* **QUOTED PASSAGE**
== Segment start ==

    From what I have found all of these cheaper semi-flexible panels come out of the same factory in China. Grape, Renogy, HSR, etc. they just get different stickers and boxes. We have the Renogy ones. Several of these companies have stopped selling these panels and at least two have began a recall process.

    The issue is the panels can heat up and cause damage or fires. I spent a lot of time talking to Renogy about this and apparently the issues that their panels had was a fire started on a Bimini in an installation like mine and a deck that was melted and discolored in an installation like you are talking about. From what I gathered the cause is three fold. First improper installation where the panels flex against a hard point like a bow in the bimini. This has been known for a long time and the higher end companies like solbian have literature about the installation to not install them in this manner. The second issue is the lack of air flow in on deck installations. You need food air flow to keep the panels cool. The third issue is internal shorts in the panels. Again Solbian has warned about this in the Chinese knock off panels. I thought they were just using their additional quality control as advertising but it appears to be more than that.

    Sorry to bring bad news. I found out about this issue the day before we crossed over to the Bahamas. When we get to the USVI we plan to change our solar setup and return these panels under the recall.

    Good luck and fair winds.

    Oh and on the tower, most of the towers we see out cruising are aluminum not SS. Many of them are the tower in a box kit from Atlantic Towers in New Jersey. We wish we got one before we left the states. Pricey but less than a custom made one unless you can do your own welding.

    • Hey Jesse,

      I actually think I recall reading about that issue on your blog last year! (Also, that’s a nice looking wiring install/run)

      It’s a big worry for me – I think for now I am going to use 3M industrial velcro to install, and then monitor the temperature. If it’s getting real bad, (or is too shady), I have a back up plan involving swivel mounting off the life lines, though this is not a ‘set and forget’ install. I have a IR temp gun, so I will definitely be checking.

      Did you notice any temperature problems with your setup? I will check out that tower box kit, thanks!

      • I monitor my panels with an IR gun and haven’t noticed any temp increases.
== Segment end ==
(Point localization data)
== Segment start ==
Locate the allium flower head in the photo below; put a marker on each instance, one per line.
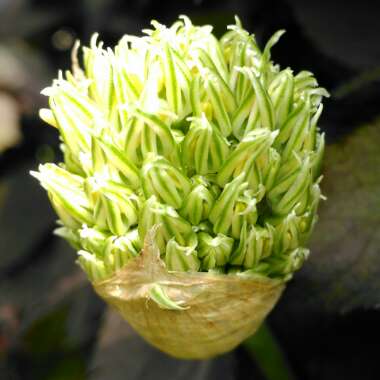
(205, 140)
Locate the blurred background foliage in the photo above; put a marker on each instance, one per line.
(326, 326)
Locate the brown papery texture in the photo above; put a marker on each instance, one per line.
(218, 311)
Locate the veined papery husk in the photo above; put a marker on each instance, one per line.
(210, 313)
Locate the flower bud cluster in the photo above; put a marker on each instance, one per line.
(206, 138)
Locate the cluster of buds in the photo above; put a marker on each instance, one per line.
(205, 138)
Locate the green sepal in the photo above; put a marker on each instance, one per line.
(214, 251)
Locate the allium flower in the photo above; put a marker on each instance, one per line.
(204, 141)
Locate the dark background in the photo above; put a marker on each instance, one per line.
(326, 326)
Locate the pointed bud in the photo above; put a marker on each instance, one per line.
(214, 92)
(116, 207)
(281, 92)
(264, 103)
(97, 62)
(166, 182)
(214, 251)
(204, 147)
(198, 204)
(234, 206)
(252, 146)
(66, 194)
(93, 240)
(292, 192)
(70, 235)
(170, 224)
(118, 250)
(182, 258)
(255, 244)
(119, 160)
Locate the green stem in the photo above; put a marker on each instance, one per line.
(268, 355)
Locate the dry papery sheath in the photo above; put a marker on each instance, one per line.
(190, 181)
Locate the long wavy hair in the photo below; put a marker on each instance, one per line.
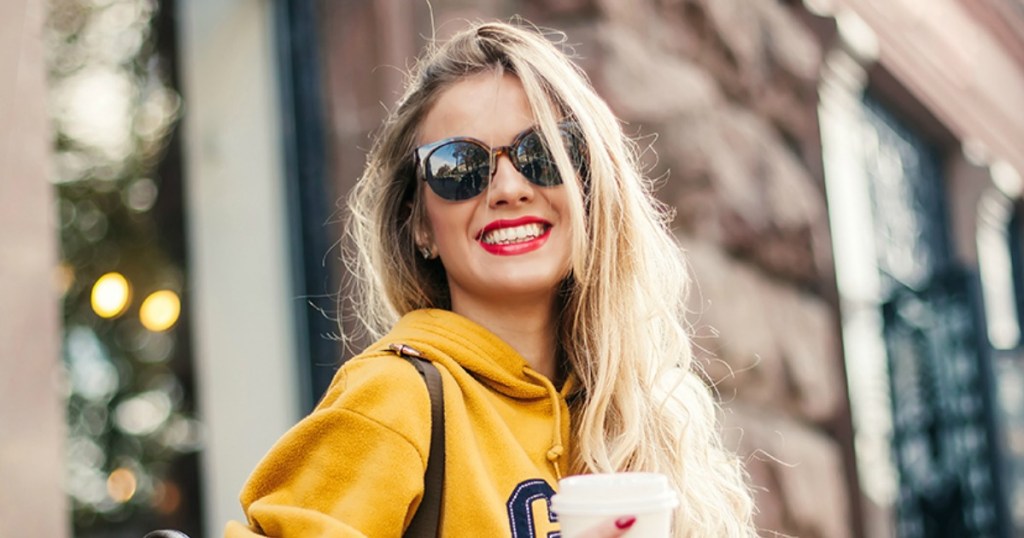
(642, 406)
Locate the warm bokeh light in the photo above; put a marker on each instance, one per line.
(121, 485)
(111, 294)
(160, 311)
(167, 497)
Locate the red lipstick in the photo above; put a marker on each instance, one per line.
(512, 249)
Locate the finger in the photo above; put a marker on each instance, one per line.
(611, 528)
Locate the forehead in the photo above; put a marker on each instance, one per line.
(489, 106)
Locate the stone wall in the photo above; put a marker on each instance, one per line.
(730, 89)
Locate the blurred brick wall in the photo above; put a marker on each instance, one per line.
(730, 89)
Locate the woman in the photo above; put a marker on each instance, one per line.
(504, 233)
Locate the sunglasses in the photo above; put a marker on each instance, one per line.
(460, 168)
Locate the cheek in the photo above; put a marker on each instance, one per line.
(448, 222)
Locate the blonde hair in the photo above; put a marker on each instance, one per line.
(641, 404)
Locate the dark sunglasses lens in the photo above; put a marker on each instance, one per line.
== Segment end ==
== Segment start ==
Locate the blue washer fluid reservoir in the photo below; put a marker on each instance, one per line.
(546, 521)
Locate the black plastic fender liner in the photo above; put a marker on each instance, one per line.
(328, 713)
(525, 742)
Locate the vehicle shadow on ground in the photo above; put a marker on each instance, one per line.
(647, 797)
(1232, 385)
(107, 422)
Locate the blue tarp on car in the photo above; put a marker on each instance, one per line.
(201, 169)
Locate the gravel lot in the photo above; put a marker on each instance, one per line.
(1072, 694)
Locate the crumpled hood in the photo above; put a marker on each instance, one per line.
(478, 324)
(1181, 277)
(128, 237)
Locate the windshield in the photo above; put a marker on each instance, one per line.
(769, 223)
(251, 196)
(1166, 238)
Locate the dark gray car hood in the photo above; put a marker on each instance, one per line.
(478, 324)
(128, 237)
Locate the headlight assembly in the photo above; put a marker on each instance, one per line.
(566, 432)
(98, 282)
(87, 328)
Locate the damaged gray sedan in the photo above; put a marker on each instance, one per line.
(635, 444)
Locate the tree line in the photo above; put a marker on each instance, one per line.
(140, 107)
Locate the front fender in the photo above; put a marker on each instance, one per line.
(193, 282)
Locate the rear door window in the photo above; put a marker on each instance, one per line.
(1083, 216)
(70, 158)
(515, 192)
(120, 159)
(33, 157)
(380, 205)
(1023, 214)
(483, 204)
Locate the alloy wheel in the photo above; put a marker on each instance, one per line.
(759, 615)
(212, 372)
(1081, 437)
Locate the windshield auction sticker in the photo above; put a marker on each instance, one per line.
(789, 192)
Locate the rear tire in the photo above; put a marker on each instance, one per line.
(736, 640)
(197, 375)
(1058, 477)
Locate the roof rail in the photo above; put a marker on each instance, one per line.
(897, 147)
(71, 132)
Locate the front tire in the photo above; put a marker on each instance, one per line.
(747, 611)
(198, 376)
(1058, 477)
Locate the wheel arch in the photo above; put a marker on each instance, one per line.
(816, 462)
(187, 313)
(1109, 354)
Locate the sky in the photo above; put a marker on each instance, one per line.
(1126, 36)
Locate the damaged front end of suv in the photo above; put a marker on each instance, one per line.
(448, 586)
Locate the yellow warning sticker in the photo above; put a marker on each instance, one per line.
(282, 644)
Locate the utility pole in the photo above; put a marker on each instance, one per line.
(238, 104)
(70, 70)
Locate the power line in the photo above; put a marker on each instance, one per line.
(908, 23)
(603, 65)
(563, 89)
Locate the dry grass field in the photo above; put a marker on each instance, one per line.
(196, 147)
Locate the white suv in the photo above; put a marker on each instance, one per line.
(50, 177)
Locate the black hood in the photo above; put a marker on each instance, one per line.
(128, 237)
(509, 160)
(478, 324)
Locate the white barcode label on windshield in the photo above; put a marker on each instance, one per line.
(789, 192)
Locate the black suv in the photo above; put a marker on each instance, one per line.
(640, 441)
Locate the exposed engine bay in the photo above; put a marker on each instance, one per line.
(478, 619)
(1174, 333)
== Segment end ==
* **COMPLETE THE FOLLOWING**
A) Do these statements agree with the solar panel thread? Answer yes or no for each, quoting the deciding words. (i) The Renogy panels were returned under the recall before the crossing to the Bahamas. (ii) Most towers seen while cruising are aluminum. (iii) The reply's author plans to start by installing the panels with 3M industrial velcro.
B) Could you carry the solar panel thread forward from its last reply?
Nothing in the data is needed here.

* **RESULTS OF THE TASKS**
A)
(i) No: "When we get to the USVI we plan to change our solar setup and return these panels under the recall."
(ii) Yes: "most of the towers we see out cruising are aluminum not SS."
(iii) Yes: "I think for now I am going to use 3M industrial velcro to install, and then monitor the temperature."

B)
        It is a problem. I was willing to accept some quality problems and performance issues by going with the cheap panels. But now that it’s safety issues I am more concerned. I am still not convinced that the issue isn’t an install one.

        For your setup take a look at Sundowner Sails Again. They used a thin plastic sheet to add a little pit of the stiffness. That could work for your install plus give a little protection to the hull.

        Good luck

        • So the IR gun doesn’t show an increase? Hmm.

          Your install looks very well done, so I’m not sure its an install issue. I’ll look at SSA install – that plastic sheet sounds like a good idea. Also wondering about putting some kind of heat insulating/protection material under it.

          Anyway, a lot to think about. I really think I will do a temp install using industrial velcro and monitor the situation. When do you pick up your new panels?

  3. Howdy from dirt in Montana. I was a cruiser wannabe, so I do understand more about your world than you would expect. I will not start commenting on all of the blogs owned by people who click my solar blog, but if you send an email we can talk as I have time. Two things learned along the way: Lack of cooling under panels raises their temp and heat causes a drop in voltage that can kill the ability to charge. Don’t know about any fire issue. The other is that a shadow across a 36 cell panel that shades 4 cells will shut it completely off. Running lengthwise, the same direction as the shadow makers, is better for this. People I hear from on sailboats generally need to double their systems so that when one side is shaded the other still works.

  4. When you install these remember to cover the panel for the safety of avoid being charged yourself! Is important!